***** Source extract *****

The composer's initial intentionality represents what Nattiez (1990) terms the "poietic" dimension of musical creation. However, this intentionality undergoes transformation as the emerging work develops its own internal logic: what might be termed the "Narrator's Intentionality" of the piece itself. This concept aligns with Hatten's (2004) understanding of musical "agency," where musical works exhibit emergent properties that constrain and direct compositional choice-making. The work begins to "speak" through its own structural imperatives, creating a dialogue between creative agency and systematic necessity.
The transition from compositional to performative agency involves what Barthes (1977) characterises as the "grain of the voice": the irreducible physical and interpretive specificity that performers bring to musical realisation. Performers function as intermediate intentional agents, decoding compositional cues and re-encoding them through performance decisions that will ultimately guide listener comprehension. This process involves what Juslin and Lindström (2010) identify as the translation between "composed" and "performed" features, where structural indications must be converted into acoustical and gestural realities.
The performer's interpretive task is complicated by what London (2012) terms the "temporal" dimension of musical meaning. Unlike visual artworks, music unfolds through time, requiring performers to make real-time decisions about phrasing, timing, and emphasis that directly shape listener cognition. These decisions operate within the constraint networks established by the composition whilst drawing upon performance traditions and individual interpretive insight.
The listener serves as the final intentional agent in this chain, actively constructing musical meaning through what Schäfer et al. (2015) characterise as "emotional memory integration": the process whereby current musical experience is understood in relation to previous listening experiences. This process involves multiple cognitive systems operating simultaneously: expectation formation based on statistical learning (Pearce, 2018), emotional response mechanisms (Varga and Parkinson, 2025), and structural pattern recognition (Müller, 2015).
The composer's task involves not merely organising sounds, but curating the listener's cognitive pathway through the work. This requires understanding how musical structures interact with perceptual and cognitive processes to create what Huron (2006) terms "predictive engagement": the active mental participation that constitutes musical experience. Effective composition must therefore account for the statistical learning processes through which listeners develop stylistic competence whilst providing sufficient novelty to maintain engagement and interest.
7. Implications for Compositional Practice and Pedagogy
This multi-agent model suggests that effective composition requires simultaneous consideration of multiple interpretive perspectives, essentially functioning as cognitive modelling of musical communication. The sketching-assembling-evaluating framework provides a practical methodology for managing this complex interpretive ecology, offering systematic approaches to the contextual testing and refinement of musical materials.
The model highlights the inadequacy of purely grammatical approaches to compositional evaluation. Whilst musical grammar provides necessary constraints for material generation, the semantic function of musical gestures emerges only through contextual relationships. This observation aligns with Tagg's (2013) critique of formalist analytical approaches that divorce musical structure from communicative function. Compositional pedagogy might therefore benefit from greater emphasis on contextual evaluation skills alongside traditional grammatical training.

*****

◆ **Aim of the exercise**
According to the passage on musical agency, why must performers make real-time decisions about phrasing, timing, and emphasis? Answer in one to three sentences. The records come from a separate source, not from the passage on musical agency.

***** Material *****

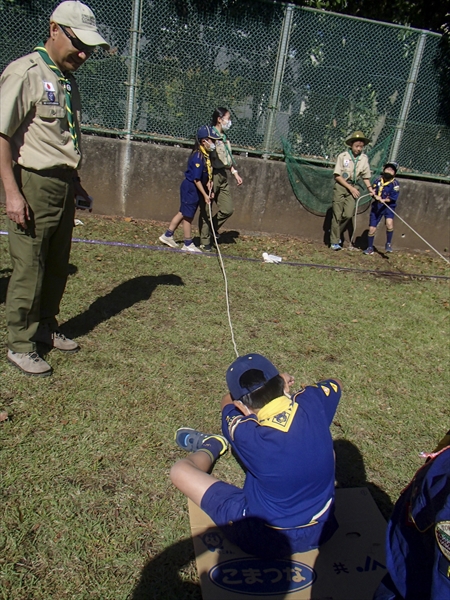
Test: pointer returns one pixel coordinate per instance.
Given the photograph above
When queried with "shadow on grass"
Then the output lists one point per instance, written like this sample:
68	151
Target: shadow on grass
350	472
120	298
160	578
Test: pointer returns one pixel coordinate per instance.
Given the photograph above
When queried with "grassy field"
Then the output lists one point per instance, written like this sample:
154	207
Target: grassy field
86	507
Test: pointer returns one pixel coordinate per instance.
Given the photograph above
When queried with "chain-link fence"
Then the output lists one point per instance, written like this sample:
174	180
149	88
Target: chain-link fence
298	74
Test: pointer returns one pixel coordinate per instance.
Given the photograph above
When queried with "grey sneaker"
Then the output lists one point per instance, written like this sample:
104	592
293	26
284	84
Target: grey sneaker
169	241
30	363
55	339
191	248
191	440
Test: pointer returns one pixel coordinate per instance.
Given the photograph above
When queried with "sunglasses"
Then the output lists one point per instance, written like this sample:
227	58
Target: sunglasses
78	44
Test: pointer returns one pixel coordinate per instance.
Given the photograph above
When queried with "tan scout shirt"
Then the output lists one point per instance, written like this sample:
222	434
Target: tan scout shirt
221	156
345	167
33	115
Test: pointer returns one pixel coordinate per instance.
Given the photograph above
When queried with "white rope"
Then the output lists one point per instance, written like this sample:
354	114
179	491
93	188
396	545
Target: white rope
402	220
418	235
225	279
355	215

*****

◆ **Completed task**
Unlike visual artworks, music unfolds through time. Performers therefore have to decide on phrasing, timing, and emphasis in real time, and these decisions directly shape listener cognition.